Doctors’ leaders: There must be a ‘zero tolerance’ approach to NHS corridor care
A major nursing report has found that patients are dying in corridors and sometimes going undiscovered for hours.
The Royal College of Physicians (RCP) has called for a “zero tolerance” approach to NHS corridor care, and accused health service leaders of not going far enough.
The college said there was a need to eliminate the practice, which sees patients treated in corridors, cupboards and temporary places owing to a lack of space and hospital beds.
“This is unsafe and unacceptable and puts patient safety, dignity and staff wellbeing at risk,” it said.
It coms after a report last week found patients are dying in corridors and sometimes going undiscovered for hours, while sick people are being left to soil themselves.
The Royal College of Nursing (RCN) report, which has been described as “harrowing”, told of patients sitting for days in chairs – so-called “chair care” – people left in corridors, delays to treatment and the elderly unable to get help because of a lack of call bells and not enough staff.

(Saved entries)
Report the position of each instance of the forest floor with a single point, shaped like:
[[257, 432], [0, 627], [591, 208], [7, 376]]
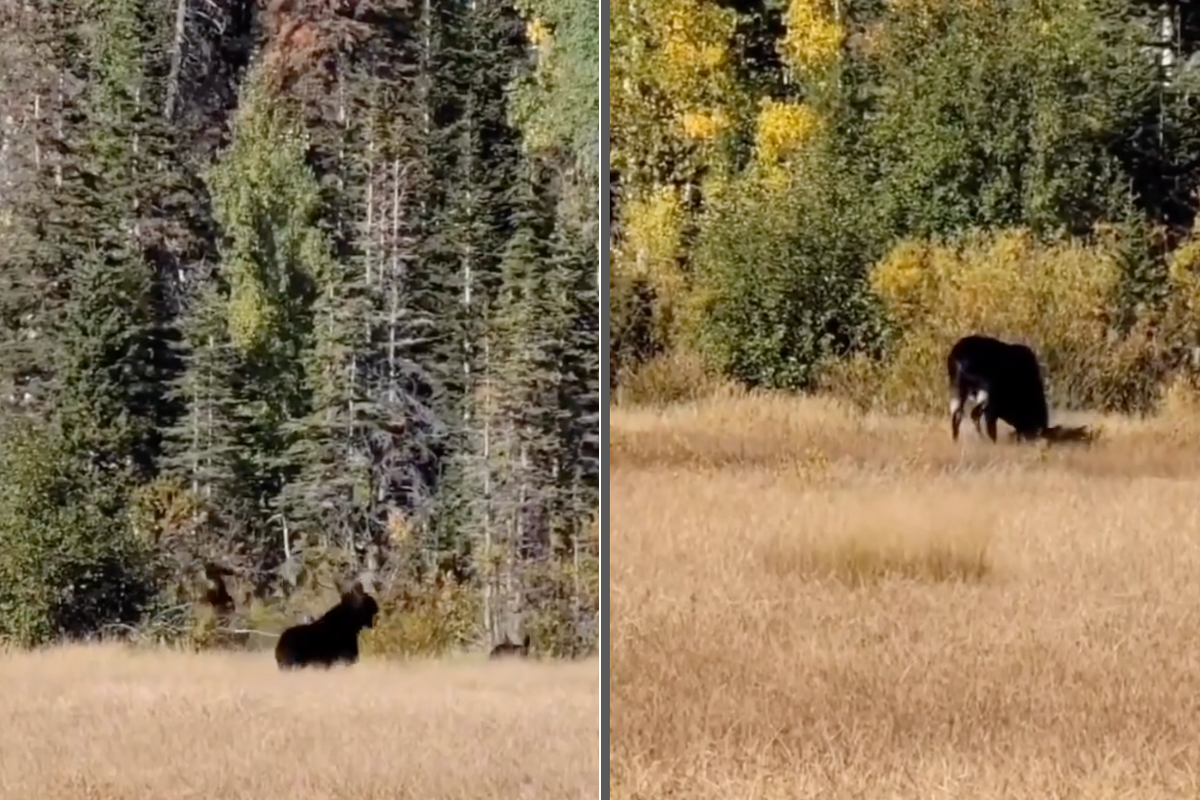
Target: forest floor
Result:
[[105, 722], [811, 603]]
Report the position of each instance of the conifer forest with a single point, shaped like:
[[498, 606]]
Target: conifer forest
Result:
[[295, 292]]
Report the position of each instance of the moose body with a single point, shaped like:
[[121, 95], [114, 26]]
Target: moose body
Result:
[[510, 649], [1005, 383], [330, 639]]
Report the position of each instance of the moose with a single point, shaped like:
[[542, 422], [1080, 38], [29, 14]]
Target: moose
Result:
[[509, 649], [333, 638], [1003, 382]]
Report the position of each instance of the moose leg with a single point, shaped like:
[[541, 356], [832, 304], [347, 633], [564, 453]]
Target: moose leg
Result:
[[977, 411], [990, 417], [957, 415]]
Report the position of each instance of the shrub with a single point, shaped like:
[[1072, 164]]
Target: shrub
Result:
[[70, 564], [780, 274], [669, 378], [1053, 296], [430, 618]]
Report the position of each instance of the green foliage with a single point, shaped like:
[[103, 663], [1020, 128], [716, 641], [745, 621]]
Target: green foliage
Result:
[[69, 561], [1053, 296], [265, 200], [780, 274], [431, 618], [1006, 113], [559, 102]]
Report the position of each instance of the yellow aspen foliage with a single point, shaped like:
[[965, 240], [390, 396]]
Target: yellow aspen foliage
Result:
[[653, 234], [705, 126], [540, 37], [814, 35], [783, 128], [651, 250], [673, 85]]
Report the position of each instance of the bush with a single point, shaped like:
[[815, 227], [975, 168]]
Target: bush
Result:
[[1053, 296], [780, 274], [430, 618], [672, 377], [70, 564]]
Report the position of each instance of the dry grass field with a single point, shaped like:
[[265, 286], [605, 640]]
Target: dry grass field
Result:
[[807, 603], [107, 723]]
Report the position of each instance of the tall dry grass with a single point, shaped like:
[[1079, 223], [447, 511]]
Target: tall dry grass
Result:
[[807, 603], [103, 722]]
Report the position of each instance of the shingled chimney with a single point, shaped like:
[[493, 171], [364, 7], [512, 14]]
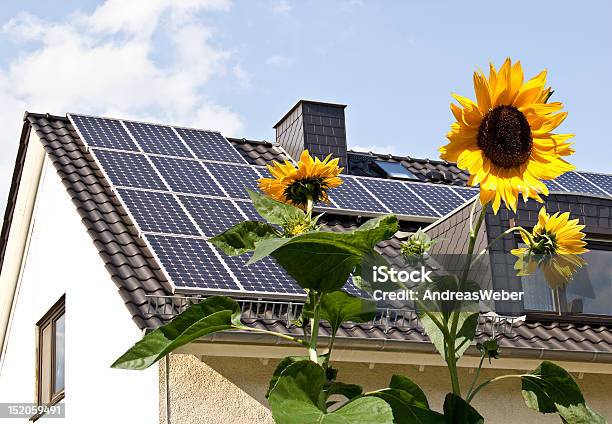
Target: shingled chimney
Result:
[[316, 126]]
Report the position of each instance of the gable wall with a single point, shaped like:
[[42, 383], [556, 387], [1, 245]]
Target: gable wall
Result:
[[62, 259]]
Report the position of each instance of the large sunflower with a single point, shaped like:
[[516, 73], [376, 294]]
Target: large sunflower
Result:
[[554, 246], [504, 139], [309, 180]]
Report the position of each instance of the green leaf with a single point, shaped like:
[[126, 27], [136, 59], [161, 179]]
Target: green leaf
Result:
[[580, 414], [323, 261], [349, 391], [339, 306], [407, 409], [284, 363], [466, 330], [273, 211], [401, 382], [241, 238], [458, 411], [216, 313], [298, 398], [549, 389]]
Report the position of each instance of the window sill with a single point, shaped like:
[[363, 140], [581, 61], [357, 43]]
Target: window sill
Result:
[[57, 399]]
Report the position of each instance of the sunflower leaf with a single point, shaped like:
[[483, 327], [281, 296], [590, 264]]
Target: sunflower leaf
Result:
[[216, 313], [323, 261], [273, 211], [241, 238], [549, 389]]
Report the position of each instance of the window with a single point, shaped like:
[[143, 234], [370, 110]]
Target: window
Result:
[[395, 170], [51, 331], [590, 291]]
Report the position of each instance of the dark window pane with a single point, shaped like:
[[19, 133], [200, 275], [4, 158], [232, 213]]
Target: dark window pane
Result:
[[59, 355], [45, 364]]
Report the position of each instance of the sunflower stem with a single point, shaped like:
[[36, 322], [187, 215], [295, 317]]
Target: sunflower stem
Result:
[[451, 352], [314, 330]]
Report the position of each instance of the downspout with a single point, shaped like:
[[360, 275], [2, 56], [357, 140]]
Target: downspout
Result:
[[167, 388]]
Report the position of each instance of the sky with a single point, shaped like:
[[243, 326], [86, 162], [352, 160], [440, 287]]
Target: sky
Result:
[[238, 66]]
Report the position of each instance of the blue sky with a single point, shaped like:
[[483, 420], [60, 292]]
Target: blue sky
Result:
[[238, 66]]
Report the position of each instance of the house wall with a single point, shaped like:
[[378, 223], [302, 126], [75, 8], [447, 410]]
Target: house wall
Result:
[[230, 390], [62, 259]]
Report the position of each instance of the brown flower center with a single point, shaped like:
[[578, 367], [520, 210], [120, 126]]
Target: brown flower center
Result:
[[504, 136]]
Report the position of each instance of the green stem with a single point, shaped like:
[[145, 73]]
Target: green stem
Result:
[[451, 356], [329, 350], [314, 331], [501, 377], [505, 233], [477, 373], [273, 333]]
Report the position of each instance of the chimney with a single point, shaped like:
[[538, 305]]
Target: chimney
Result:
[[316, 126]]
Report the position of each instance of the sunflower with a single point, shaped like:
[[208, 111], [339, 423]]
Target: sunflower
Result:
[[310, 180], [504, 139], [554, 246]]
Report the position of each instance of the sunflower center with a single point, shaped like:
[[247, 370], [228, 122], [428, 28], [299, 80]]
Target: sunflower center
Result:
[[504, 136], [299, 191], [544, 244]]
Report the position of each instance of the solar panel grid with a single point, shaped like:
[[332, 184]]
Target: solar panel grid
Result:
[[128, 169], [603, 181], [100, 132], [186, 176], [213, 216], [575, 183], [210, 145], [465, 192], [398, 197], [191, 263], [157, 212], [157, 139], [264, 276]]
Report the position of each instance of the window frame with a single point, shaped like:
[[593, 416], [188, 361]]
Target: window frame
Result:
[[593, 243], [49, 318]]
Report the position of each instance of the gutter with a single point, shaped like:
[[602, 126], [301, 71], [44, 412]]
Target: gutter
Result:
[[369, 350]]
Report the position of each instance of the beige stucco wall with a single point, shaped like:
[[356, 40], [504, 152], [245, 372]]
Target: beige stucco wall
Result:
[[222, 390]]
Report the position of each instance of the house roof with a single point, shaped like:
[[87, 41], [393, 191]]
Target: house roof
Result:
[[136, 273]]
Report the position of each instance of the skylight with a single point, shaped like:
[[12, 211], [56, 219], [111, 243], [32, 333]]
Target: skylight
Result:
[[395, 170]]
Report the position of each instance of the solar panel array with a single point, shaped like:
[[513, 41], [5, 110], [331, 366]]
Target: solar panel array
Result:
[[181, 186]]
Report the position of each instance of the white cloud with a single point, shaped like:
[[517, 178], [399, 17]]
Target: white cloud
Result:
[[243, 77], [107, 63], [282, 7], [279, 60]]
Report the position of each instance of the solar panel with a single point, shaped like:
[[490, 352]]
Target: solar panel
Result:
[[157, 139], [249, 210], [264, 276], [157, 212], [191, 263], [186, 176], [210, 145], [100, 132], [213, 216], [351, 195], [440, 198], [128, 169], [575, 183], [604, 181], [398, 197], [234, 178]]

(Exercise objective) Write out the passage of the article on NHS corridor care above, starting with "The Royal College of Physicians" and going on through "going far enough.".

(Output for this exercise)
The Royal College of Physicians (RCP) has called for a “zero tolerance” approach to NHS corridor care, and accused health service leaders of not going far enough.